Provided entries section start
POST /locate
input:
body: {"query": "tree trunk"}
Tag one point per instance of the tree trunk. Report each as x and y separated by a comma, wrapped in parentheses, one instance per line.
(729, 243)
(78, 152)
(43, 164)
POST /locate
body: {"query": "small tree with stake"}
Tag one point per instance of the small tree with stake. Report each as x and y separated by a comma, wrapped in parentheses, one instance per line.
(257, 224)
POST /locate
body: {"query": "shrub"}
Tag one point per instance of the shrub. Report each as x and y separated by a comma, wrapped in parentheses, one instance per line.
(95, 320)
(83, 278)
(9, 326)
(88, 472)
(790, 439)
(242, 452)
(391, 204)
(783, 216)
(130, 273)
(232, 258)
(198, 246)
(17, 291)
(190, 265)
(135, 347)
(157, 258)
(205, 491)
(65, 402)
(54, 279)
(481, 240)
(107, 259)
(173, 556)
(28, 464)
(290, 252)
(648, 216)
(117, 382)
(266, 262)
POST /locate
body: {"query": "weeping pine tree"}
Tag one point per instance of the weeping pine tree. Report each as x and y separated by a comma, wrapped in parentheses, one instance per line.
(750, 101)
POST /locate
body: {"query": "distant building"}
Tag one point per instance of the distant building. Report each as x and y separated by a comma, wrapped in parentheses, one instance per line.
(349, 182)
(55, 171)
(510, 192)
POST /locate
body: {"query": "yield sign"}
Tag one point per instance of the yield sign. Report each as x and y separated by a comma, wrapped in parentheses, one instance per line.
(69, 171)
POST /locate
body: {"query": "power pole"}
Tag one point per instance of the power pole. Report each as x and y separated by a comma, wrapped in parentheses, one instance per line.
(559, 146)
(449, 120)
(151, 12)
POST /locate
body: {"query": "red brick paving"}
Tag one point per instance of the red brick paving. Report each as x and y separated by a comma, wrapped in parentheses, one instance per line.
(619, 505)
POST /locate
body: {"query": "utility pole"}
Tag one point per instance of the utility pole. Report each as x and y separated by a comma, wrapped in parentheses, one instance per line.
Provided entries section end
__What you have to do__:
For this task, print the records again exactly as they appear.

__Solution__:
POST /locate
input:
body: {"query": "tree trunk"}
Tag one point per instance of the tree trunk. Report each as x and y separated by a comma, wrapped in parentheses, one instance per line.
(729, 243)
(78, 152)
(43, 164)
POST /locate
body: {"query": "small tree with stake"}
Tag one point per instance of the small tree with stake. Report each as x and y separated by a comma, wrapped in parentheses, one instance per line.
(257, 224)
POST /locate
body: {"query": "shrub"}
Tag one point per instance of the shrub. Report each as x and y separated by a comma, wrapped in parentheses, one instance per line.
(95, 320)
(83, 278)
(9, 326)
(88, 472)
(790, 439)
(242, 452)
(391, 204)
(783, 216)
(130, 273)
(232, 258)
(198, 246)
(17, 291)
(190, 265)
(135, 347)
(157, 258)
(205, 491)
(65, 402)
(54, 279)
(481, 240)
(107, 259)
(173, 556)
(28, 464)
(290, 252)
(648, 216)
(117, 382)
(266, 262)
POST /locate
body: {"query": "weeping pine tree"}
Tag one point per instance of the weeping pine tree. Report each as x and y separated by a comma, wrapped in parentheses, one instance per line.
(750, 101)
POST /locate
body: {"query": "distant building"}
Tag one point per instance of the distant building. Report each as x and y separated by a comma, wrapped in parentheses, one instance per line.
(349, 182)
(55, 171)
(510, 192)
POST /locate
body: {"query": "yield sign"}
Tag one point per instance of the yield sign. Report each as x and y separated by a comma, wrapped in parentheses, one instance per line.
(69, 171)
POST /locate
body: {"query": "power pole"}
Tag one point per instance of the power pole. Report each as x and y separated by a comma, wrapped in parentheses, one instance per line.
(559, 146)
(449, 120)
(151, 12)
POST /locate
body: {"query": "red brick paving"}
Tag one point per instance of the red brick paving. Report each as x and y separated by a comma, wrapped in parentheses, one instance per line.
(619, 505)
POST /locate
body: {"query": "utility pole"}
Tag one point per instance of the utility pole. Report each as x and y separated by a comma, wrapped in parentheses, one instance per line.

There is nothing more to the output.